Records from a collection
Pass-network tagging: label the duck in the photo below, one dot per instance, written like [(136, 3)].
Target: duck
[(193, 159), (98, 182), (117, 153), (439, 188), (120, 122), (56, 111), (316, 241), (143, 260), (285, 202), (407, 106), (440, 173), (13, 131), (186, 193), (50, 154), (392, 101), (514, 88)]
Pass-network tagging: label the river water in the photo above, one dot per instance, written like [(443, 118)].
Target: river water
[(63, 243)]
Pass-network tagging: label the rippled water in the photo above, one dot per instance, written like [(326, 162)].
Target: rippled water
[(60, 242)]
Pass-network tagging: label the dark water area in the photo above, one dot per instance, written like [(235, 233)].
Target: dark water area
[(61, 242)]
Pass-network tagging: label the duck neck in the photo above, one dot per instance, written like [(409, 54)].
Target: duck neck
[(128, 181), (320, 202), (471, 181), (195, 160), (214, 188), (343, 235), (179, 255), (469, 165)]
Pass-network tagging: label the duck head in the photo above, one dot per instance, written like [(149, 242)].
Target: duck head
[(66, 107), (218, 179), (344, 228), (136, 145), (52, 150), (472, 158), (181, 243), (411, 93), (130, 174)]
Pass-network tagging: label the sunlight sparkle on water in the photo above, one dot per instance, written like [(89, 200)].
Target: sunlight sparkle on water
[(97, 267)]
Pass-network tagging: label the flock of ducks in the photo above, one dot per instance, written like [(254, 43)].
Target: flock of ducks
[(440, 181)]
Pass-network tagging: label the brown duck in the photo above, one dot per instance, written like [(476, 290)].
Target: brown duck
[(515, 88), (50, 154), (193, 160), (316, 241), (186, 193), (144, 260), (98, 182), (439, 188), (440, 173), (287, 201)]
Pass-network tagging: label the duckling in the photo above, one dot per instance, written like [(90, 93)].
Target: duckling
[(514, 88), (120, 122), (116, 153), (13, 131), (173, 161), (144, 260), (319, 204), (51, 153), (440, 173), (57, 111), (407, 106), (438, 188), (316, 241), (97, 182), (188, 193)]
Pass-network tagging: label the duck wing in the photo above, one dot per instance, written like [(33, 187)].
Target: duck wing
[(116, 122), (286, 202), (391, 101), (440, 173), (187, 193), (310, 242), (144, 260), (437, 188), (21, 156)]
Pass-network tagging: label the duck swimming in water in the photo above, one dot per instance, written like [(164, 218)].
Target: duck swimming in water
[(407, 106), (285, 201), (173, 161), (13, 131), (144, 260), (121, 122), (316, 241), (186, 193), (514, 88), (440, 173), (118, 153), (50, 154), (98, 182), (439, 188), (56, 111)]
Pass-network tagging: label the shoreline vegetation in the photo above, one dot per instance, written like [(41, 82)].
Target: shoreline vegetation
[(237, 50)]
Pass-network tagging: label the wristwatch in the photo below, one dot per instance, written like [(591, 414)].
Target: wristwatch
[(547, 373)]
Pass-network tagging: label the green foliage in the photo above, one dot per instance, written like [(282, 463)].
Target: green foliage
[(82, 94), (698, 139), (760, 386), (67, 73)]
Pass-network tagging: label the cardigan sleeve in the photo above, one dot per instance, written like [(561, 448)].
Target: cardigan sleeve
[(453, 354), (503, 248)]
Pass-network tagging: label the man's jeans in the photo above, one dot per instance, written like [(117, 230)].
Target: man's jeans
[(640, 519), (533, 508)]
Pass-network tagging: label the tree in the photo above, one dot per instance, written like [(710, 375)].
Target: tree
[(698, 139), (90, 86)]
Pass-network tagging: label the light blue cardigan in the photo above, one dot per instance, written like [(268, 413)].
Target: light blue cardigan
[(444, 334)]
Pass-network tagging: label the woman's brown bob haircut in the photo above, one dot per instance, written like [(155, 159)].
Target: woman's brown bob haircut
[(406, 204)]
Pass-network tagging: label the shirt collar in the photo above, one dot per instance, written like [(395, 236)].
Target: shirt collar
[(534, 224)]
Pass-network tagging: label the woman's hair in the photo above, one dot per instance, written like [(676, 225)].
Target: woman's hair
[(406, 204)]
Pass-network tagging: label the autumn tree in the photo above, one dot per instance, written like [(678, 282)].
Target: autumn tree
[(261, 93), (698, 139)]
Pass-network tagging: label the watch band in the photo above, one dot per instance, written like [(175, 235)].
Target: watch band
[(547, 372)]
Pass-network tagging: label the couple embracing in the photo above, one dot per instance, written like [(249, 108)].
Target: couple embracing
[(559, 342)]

TASK REQUIREMENTS
Your task is to reproduce the whole listing exactly.

ANSWER IN FULL
Pass-network tagging: label the duck in the photo below, one dot per instance, written like [(136, 3)].
Target: duck
[(193, 159), (98, 182), (117, 153), (439, 188), (120, 122), (56, 111), (316, 241), (143, 260), (285, 202), (407, 106), (440, 173), (13, 131), (186, 193), (50, 154), (392, 101), (514, 88)]
Pass-network tagging: label the river water in the photo above, one dot per instance, written like [(443, 118)].
Target: river water
[(63, 243)]
Pass-network tagging: label the rippled water in the photo above, one dot per instance, written like [(326, 162)].
Target: rippled water
[(60, 242)]
Pass-network tagging: label the dark water area in the photo above, one dot per instance, written like [(235, 233)].
Target: dark water area
[(61, 242)]
Pass-network tagging: label the duck neck in the photo above, one dot per instance, written like [(409, 54)].
Target: duck neck
[(128, 181), (320, 202), (471, 181), (195, 160), (214, 188), (343, 235), (179, 255), (469, 165)]
Pass-network tagging: label the duck head in the photo above, one dot per instance, written like [(149, 242)].
Target: duck head
[(66, 107), (218, 179), (344, 228), (136, 145), (52, 150), (472, 158), (181, 243), (411, 93), (130, 174)]
Pass-network tagging: label the sunlight sparkle on water in the photo above, one dot per instance, written like [(89, 200)].
Target: sunlight sparkle on water
[(97, 267)]
Pass-network tagging: label the flock of ducks in the photo above, one dot per instance, written like [(254, 43)].
Target: flock of ducks
[(440, 181)]
Pass-network tagging: label the brown duck in the photo above, one dot per instance, written like [(476, 290)].
Target: brown duck
[(515, 88), (50, 154), (193, 160), (316, 241), (186, 193), (144, 260), (98, 182), (439, 188), (440, 173), (287, 201)]
Pass-network tagging: label the duckling in the photo above, one dot per instance, written like [(90, 93)].
Target: duckling
[(514, 88), (120, 122), (116, 153), (13, 131), (173, 161), (144, 260), (319, 204), (51, 153), (440, 173), (57, 111), (407, 106), (438, 188), (316, 241), (97, 182), (188, 193)]
Pass-network tagging: label the duck wing in the photo above, one dot per instance, written like [(33, 187)].
Target: duck wing
[(116, 122), (286, 202), (391, 101), (440, 173), (187, 193), (310, 242), (144, 260), (437, 188), (21, 156)]
Pass-network tagging: label the duck swimming in water in the photo above, one dot per instance, written like [(164, 218)].
Target: duck swimming in water
[(407, 106), (285, 201), (173, 161), (13, 131), (144, 260), (121, 122), (316, 241), (186, 193), (514, 88), (440, 173), (118, 153), (50, 154), (98, 182), (439, 188), (56, 111)]
Pass-network tagging: label the shoreline vegetation in the photo above, one dot per instance, written like [(41, 82)].
Target: shoreline vegetation
[(237, 50)]
Pass-network tagging: label the wristwatch in the photo below, one dot per instance, written like [(591, 414)].
Target: wristwatch
[(547, 373)]
Pass-network tagging: label the green foliage in the photo above, one dot per instance, written like [(282, 463)].
Target: green foliage
[(82, 94), (698, 139), (760, 386), (67, 73)]
Pass-network tagging: label the cardigan sleeve in the photo above, one dot per instance, written like [(561, 448)].
Target: cardigan sleeve
[(453, 354), (503, 248)]
Pass-network tagging: label the man's jeans in the photo above, one dot per instance, written like [(117, 230)].
Target: man's jeans
[(640, 519), (533, 508)]
Pass-network tagging: label the tree in the photo above, one dot per instance, written like [(710, 375)].
Target: tree
[(698, 139), (90, 86)]
Pass-network tagging: label the light blue cardigan in the photo above, one dot per instance, written like [(268, 413)].
Target: light blue cardigan
[(444, 334)]
Pass-network tagging: label the woman's brown bob haircut in the photo above, one dot per instance, written like [(155, 159)].
Target: woman's brown bob haircut
[(406, 204)]
Pass-network tagging: label the shirt collar in the photo above, one dot per instance, written like [(395, 236)].
Target: shirt collar
[(534, 224)]
Pass-network tagging: label the woman's hair in the photo above, one dot per instance, written like [(676, 225)].
Target: woman's hair
[(406, 204)]
Pass-network tagging: label the autumn tree in the photo above, one dot per instance, written like [(678, 282)].
Target: autumn tree
[(261, 93), (698, 139)]
Pass-network tagging: label the watch band in the photo above, one dot per instance, written like [(175, 235)].
Target: watch band
[(547, 372)]
Pass-network tagging: label the couple embracing in the photo above, one dot per instance, written like [(249, 108)].
Target: couple embracing
[(559, 342)]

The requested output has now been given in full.